Yeah, the mask is ignored. As I wrote in the previous mail, x86_32
doesn't have a bounce mechanism so dma_map_{single|sg} can't do
anything for a buffer above 32bit even if the mask is 32bit.


> > If your driver can't handle 64bit DMA, you need bounce buffer.
>
> The problem is not that I can't handle 64-bit DMA in the driver, but
> that the PCI card can't do 64-bit DMA. I tell the kernel this by calling
> 'pci_set_dma_mask' with a 32-bit mask, but it appears to be ignoring my
> request and then giving me a 64-bit dma_addr_t for the 32-bit PCI card.

If your card can't do 64-bit DMA, you need a bounce buffer mechanism.

Options are:

- your driver implements its own bounce buffer mechanism (as some
driver do).

- add swiotlb support to x86_32 (I don't think that it's difficult but
I might miss something).

——

== Stated exercise 1 ==
Copy the DMA reply from "Yeah, the mask" to "32-bit PCI card.", renaming "PCI card" to "PCI device" throughout.
== Stated exercise 2 ==
Extend the DMA reply past its last line.
The records are not needed here.

——

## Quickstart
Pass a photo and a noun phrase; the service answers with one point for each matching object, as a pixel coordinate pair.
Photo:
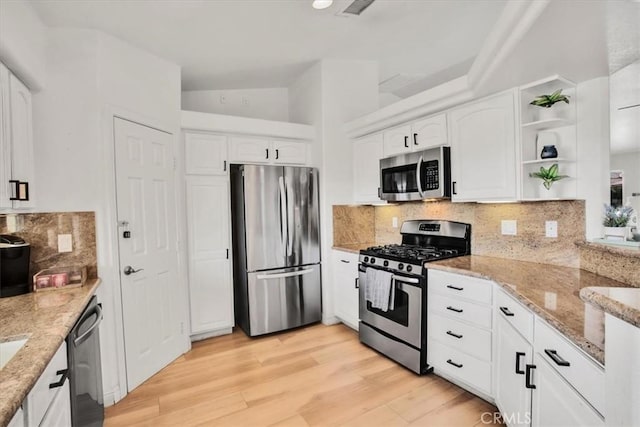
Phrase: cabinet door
(249, 150)
(430, 132)
(367, 153)
(556, 403)
(288, 152)
(210, 288)
(59, 412)
(21, 138)
(483, 150)
(513, 352)
(5, 142)
(205, 154)
(397, 140)
(345, 290)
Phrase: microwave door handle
(419, 177)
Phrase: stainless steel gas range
(393, 288)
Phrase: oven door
(404, 322)
(416, 176)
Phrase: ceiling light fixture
(321, 4)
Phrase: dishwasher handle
(97, 310)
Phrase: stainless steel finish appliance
(276, 247)
(416, 176)
(14, 266)
(85, 369)
(400, 333)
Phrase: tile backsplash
(41, 230)
(530, 243)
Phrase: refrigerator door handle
(281, 275)
(290, 224)
(283, 213)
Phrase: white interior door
(151, 296)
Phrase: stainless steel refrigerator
(276, 247)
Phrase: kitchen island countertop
(45, 318)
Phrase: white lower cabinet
(345, 287)
(210, 284)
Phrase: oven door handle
(405, 279)
(419, 176)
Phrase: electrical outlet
(65, 243)
(509, 227)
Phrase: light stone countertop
(46, 319)
(552, 292)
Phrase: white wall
(327, 95)
(22, 42)
(91, 76)
(268, 104)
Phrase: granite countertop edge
(20, 374)
(615, 308)
(588, 347)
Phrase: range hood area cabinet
(16, 142)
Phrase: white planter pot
(616, 233)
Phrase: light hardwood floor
(315, 376)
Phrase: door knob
(130, 270)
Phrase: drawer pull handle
(63, 378)
(519, 354)
(556, 358)
(506, 311)
(527, 379)
(457, 365)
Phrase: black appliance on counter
(15, 255)
(400, 332)
(85, 369)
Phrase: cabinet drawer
(461, 336)
(520, 317)
(459, 365)
(582, 373)
(41, 396)
(460, 286)
(473, 313)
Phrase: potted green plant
(548, 101)
(615, 221)
(548, 177)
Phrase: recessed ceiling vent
(356, 8)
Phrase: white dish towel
(380, 289)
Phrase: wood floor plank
(315, 376)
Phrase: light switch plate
(509, 227)
(65, 243)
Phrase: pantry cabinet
(16, 143)
(483, 149)
(367, 153)
(345, 287)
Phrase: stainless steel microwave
(416, 176)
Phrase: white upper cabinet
(264, 151)
(205, 154)
(16, 142)
(429, 132)
(367, 153)
(483, 149)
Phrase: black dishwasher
(85, 369)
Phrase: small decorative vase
(616, 233)
(549, 152)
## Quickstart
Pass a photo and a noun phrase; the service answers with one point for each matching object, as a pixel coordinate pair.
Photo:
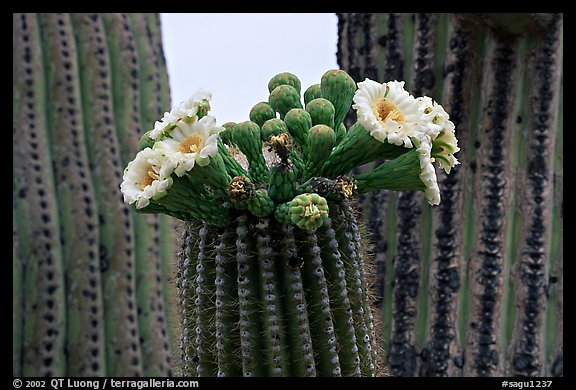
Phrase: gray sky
(234, 55)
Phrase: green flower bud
(146, 141)
(312, 92)
(308, 211)
(321, 141)
(284, 78)
(226, 134)
(298, 121)
(321, 111)
(261, 112)
(338, 87)
(272, 127)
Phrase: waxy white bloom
(434, 118)
(186, 110)
(427, 171)
(146, 177)
(388, 112)
(191, 142)
(443, 149)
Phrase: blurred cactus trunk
(88, 275)
(472, 287)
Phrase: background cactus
(276, 284)
(472, 287)
(89, 276)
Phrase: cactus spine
(76, 245)
(483, 317)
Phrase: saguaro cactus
(88, 294)
(272, 274)
(490, 253)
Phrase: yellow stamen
(311, 211)
(151, 175)
(384, 109)
(191, 144)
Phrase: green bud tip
(283, 98)
(345, 185)
(261, 112)
(284, 78)
(308, 211)
(272, 127)
(146, 141)
(312, 92)
(240, 189)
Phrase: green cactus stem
(283, 176)
(77, 246)
(246, 136)
(280, 287)
(261, 112)
(311, 93)
(272, 127)
(398, 174)
(321, 111)
(308, 211)
(283, 98)
(226, 134)
(321, 140)
(358, 147)
(298, 121)
(338, 189)
(243, 194)
(338, 87)
(233, 168)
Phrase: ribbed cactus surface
(472, 287)
(272, 273)
(88, 279)
(261, 298)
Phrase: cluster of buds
(290, 156)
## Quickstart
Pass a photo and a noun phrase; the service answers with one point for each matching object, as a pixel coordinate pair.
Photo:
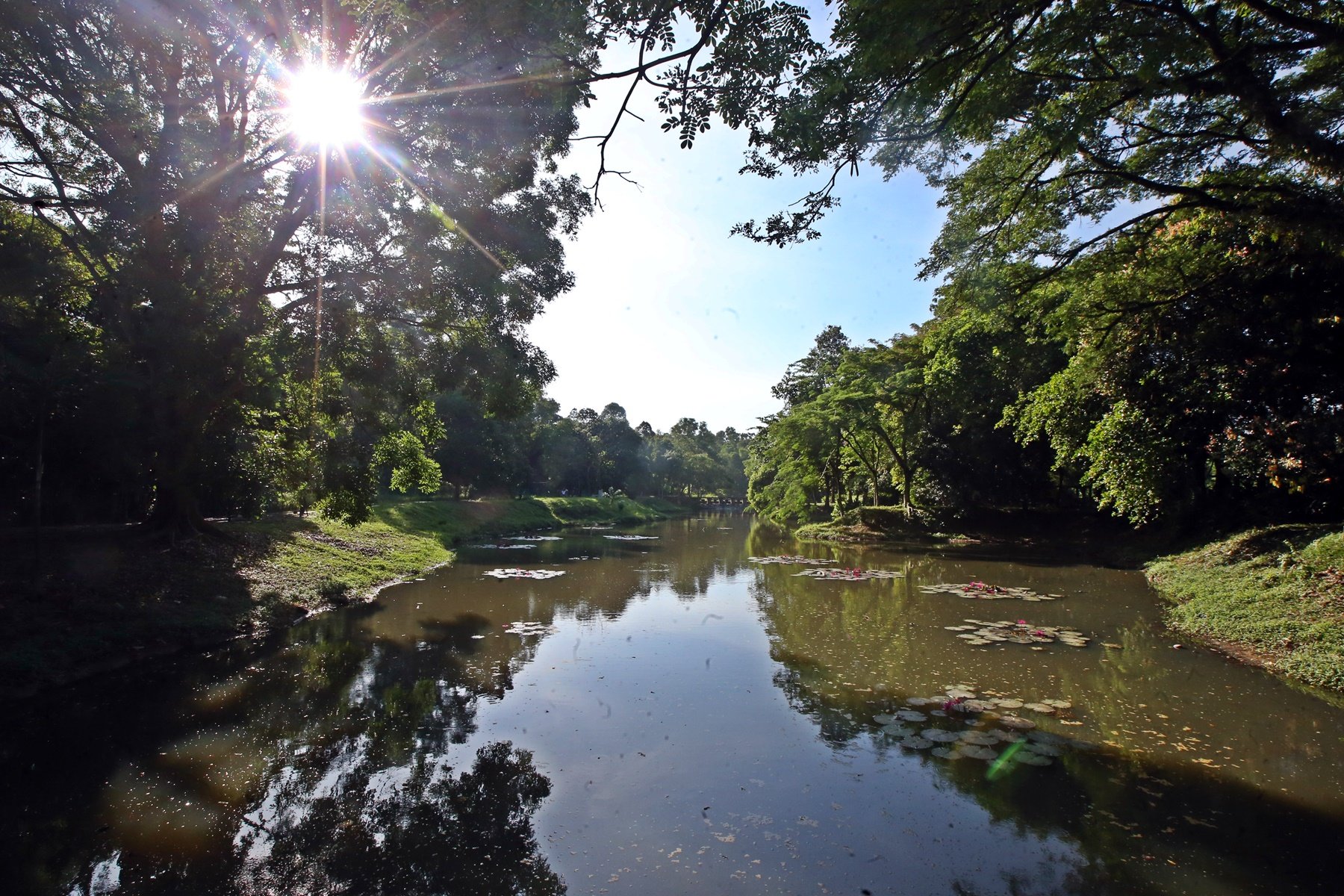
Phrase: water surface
(679, 719)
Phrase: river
(671, 716)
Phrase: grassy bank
(108, 597)
(1273, 597)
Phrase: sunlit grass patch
(1277, 593)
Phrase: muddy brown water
(680, 719)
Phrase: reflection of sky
(663, 731)
(682, 754)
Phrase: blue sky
(672, 317)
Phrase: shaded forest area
(1142, 280)
(1140, 273)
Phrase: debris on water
(965, 724)
(524, 574)
(983, 591)
(1018, 632)
(530, 629)
(850, 575)
(1028, 758)
(974, 751)
(979, 738)
(792, 559)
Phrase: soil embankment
(107, 597)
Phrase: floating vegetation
(981, 633)
(524, 574)
(851, 575)
(792, 559)
(981, 591)
(979, 726)
(530, 629)
(974, 751)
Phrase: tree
(1035, 114)
(152, 146)
(1209, 370)
(812, 374)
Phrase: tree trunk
(37, 488)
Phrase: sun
(326, 107)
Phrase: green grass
(1276, 594)
(112, 595)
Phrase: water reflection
(1163, 778)
(678, 719)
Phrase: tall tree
(154, 141)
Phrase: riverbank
(1272, 597)
(109, 595)
(1043, 535)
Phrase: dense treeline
(1142, 265)
(585, 453)
(206, 308)
(1142, 281)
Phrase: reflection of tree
(1140, 824)
(432, 833)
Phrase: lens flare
(326, 107)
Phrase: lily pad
(979, 738)
(1028, 758)
(1043, 750)
(791, 559)
(974, 751)
(850, 575)
(524, 574)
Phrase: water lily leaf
(974, 751)
(1028, 758)
(979, 738)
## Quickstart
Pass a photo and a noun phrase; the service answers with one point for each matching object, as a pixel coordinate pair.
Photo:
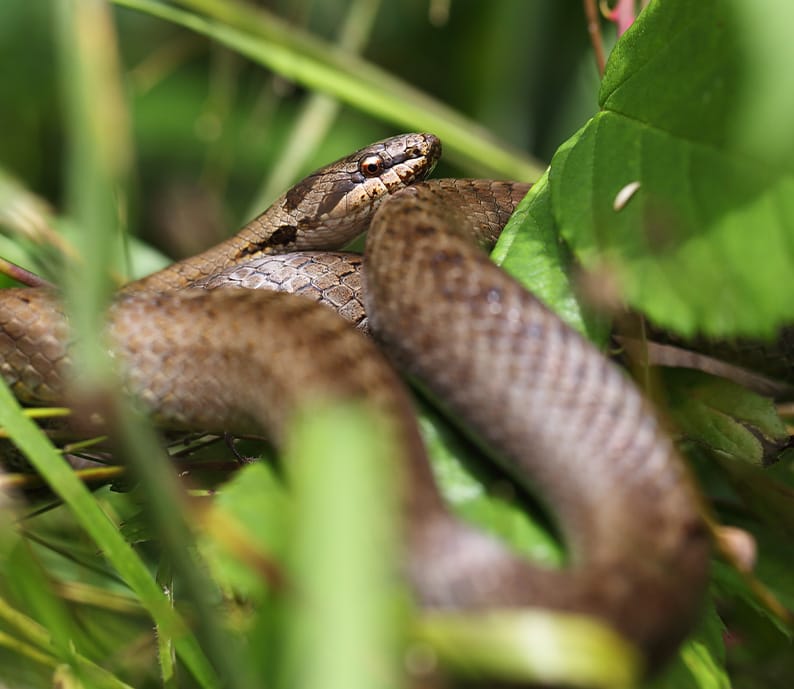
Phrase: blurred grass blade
(99, 157)
(532, 647)
(342, 566)
(62, 480)
(41, 644)
(98, 162)
(317, 113)
(317, 65)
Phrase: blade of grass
(532, 646)
(317, 113)
(98, 165)
(341, 627)
(41, 644)
(62, 480)
(320, 66)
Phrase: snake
(558, 416)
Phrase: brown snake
(563, 419)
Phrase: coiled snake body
(562, 418)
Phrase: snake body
(561, 417)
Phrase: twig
(22, 275)
(594, 29)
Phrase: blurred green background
(208, 125)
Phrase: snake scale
(563, 419)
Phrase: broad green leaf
(707, 239)
(479, 496)
(531, 250)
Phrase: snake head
(349, 190)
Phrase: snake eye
(371, 166)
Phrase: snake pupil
(371, 166)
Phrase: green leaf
(701, 661)
(530, 249)
(679, 248)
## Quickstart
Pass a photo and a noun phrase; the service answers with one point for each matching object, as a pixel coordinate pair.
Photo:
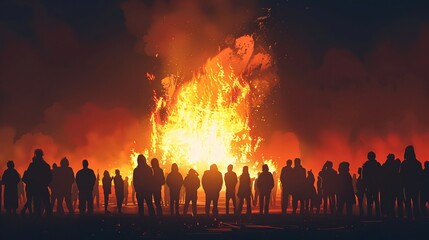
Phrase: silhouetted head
(297, 162)
(213, 167)
(141, 159)
(174, 167)
(246, 170)
(10, 164)
(265, 168)
(64, 162)
(154, 162)
(371, 156)
(344, 167)
(409, 153)
(85, 163)
(38, 153)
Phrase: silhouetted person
(119, 189)
(256, 189)
(360, 192)
(286, 182)
(329, 187)
(191, 184)
(265, 185)
(126, 188)
(107, 189)
(411, 172)
(142, 180)
(158, 181)
(424, 194)
(274, 191)
(174, 183)
(85, 180)
(10, 180)
(298, 186)
(389, 174)
(371, 172)
(212, 184)
(54, 185)
(244, 191)
(39, 177)
(166, 194)
(65, 177)
(346, 195)
(182, 195)
(96, 190)
(311, 200)
(28, 195)
(399, 189)
(75, 194)
(133, 193)
(230, 183)
(21, 193)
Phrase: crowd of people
(387, 188)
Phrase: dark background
(353, 75)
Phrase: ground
(275, 226)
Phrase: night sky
(353, 75)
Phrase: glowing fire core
(208, 119)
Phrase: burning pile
(208, 119)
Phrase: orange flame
(206, 120)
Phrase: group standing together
(387, 188)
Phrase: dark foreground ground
(275, 226)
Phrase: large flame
(208, 119)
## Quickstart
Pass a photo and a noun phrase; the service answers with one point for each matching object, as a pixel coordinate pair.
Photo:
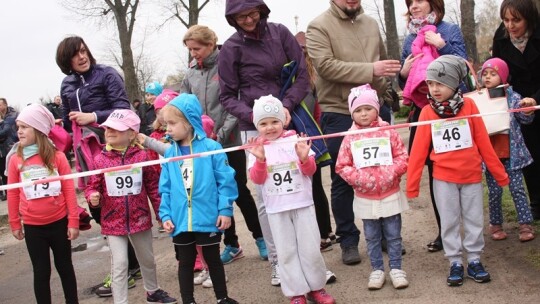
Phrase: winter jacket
(250, 64)
(376, 182)
(202, 79)
(343, 52)
(460, 166)
(416, 89)
(451, 33)
(129, 214)
(100, 90)
(45, 210)
(214, 188)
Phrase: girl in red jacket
(49, 210)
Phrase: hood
(189, 105)
(233, 7)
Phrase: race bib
(124, 182)
(40, 190)
(371, 152)
(451, 135)
(283, 179)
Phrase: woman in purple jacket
(249, 67)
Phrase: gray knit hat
(448, 70)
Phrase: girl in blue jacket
(196, 196)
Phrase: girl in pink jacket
(373, 163)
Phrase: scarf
(447, 108)
(415, 24)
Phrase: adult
(517, 42)
(447, 40)
(354, 57)
(249, 67)
(202, 80)
(8, 136)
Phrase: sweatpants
(460, 203)
(142, 243)
(301, 265)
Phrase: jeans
(374, 230)
(341, 193)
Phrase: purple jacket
(250, 64)
(101, 90)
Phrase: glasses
(253, 15)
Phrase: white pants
(142, 243)
(297, 239)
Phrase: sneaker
(231, 254)
(376, 280)
(263, 253)
(299, 300)
(201, 277)
(398, 278)
(476, 271)
(275, 281)
(208, 282)
(350, 255)
(456, 275)
(330, 277)
(159, 296)
(320, 297)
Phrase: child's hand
(168, 226)
(258, 149)
(95, 198)
(223, 222)
(73, 233)
(302, 148)
(18, 234)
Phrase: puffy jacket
(100, 90)
(213, 190)
(376, 182)
(250, 64)
(122, 215)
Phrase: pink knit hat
(499, 66)
(363, 95)
(38, 117)
(164, 98)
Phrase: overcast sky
(31, 31)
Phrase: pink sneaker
(320, 297)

——

== Task response 1 ==
Yeah, the mask is ignored. As I wrote in the previous mail, x86_32
doesn't have a bounce mechanism so dma_map_{single|sg} can't do
anything for a buffer above 32bit even if the mask is 32bit.


> > If your driver can't handle 64bit DMA, you need bounce buffer.
>
> The problem is not that I can't handle 64-bit DMA in the driver, but
> that the PCI device can't do 64-bit DMA. I tell the kernel this by calling
> 'pci_set_dma_mask' with a 32-bit mask, but it appears to be ignoring my
> request and then giving me a 64-bit dma_addr_t for the 32-bit PCI device.

== Task response 2 ==
2010-08-04 14:52:45

by Konrad Rzeszutek Wilk

[permalink] [raw]
Subject: Re: Driver: PCIe: 'pci_map_sg' returning invalid bus address?

On Wed, Aug 04, 2010 at 09:03:53PM +0900, FUJITA Tomonori wrote:
> On Wed, 04 Aug 2010 12:22:32 +0100
> Evan Lavelle <[email protected]> wrote:
>
> > FUJITA Tomonori wrote:
> > >> Made some progress here. The problem is that this is 32-bit PAE kernel,
> > >> so 'dma_addr_t' is 64-bit. However, I have a 32-bit PCIe card, so I need
> > >> a 32-bit dma_addr_t. How do I do this? In other words, how do I handle
> > >> 32-bit PCI cards on PAE or 64-bit systems? My code sets the DMA mask to
> > >> 32 bits but this is *not* sufficient:
> > >>
> > >> pci_set_dma_mask(my_dev, DMA_32BIT_MASK)
> > >
> > > It doesn't work on x86_32 kernel if your driver doesn't work with the
> > > block layer or the network subsystem.
> >
> > Sorry, not sure that I understand this. Are you saying that I can't set
> > a DMA mask on x86_32 unless I have a block or network driver?
>
> Yeah, the mask is ignored. As I wrote in the previous mail, x86_32
> doesn't have a bounce mechanism so dma_map_{single|sg} can't do
> anything for a buffer above 32bit even if the mask is 32bit.
>
>
> > > If your driver can't handle 64bit DMA, you need bounce buffer.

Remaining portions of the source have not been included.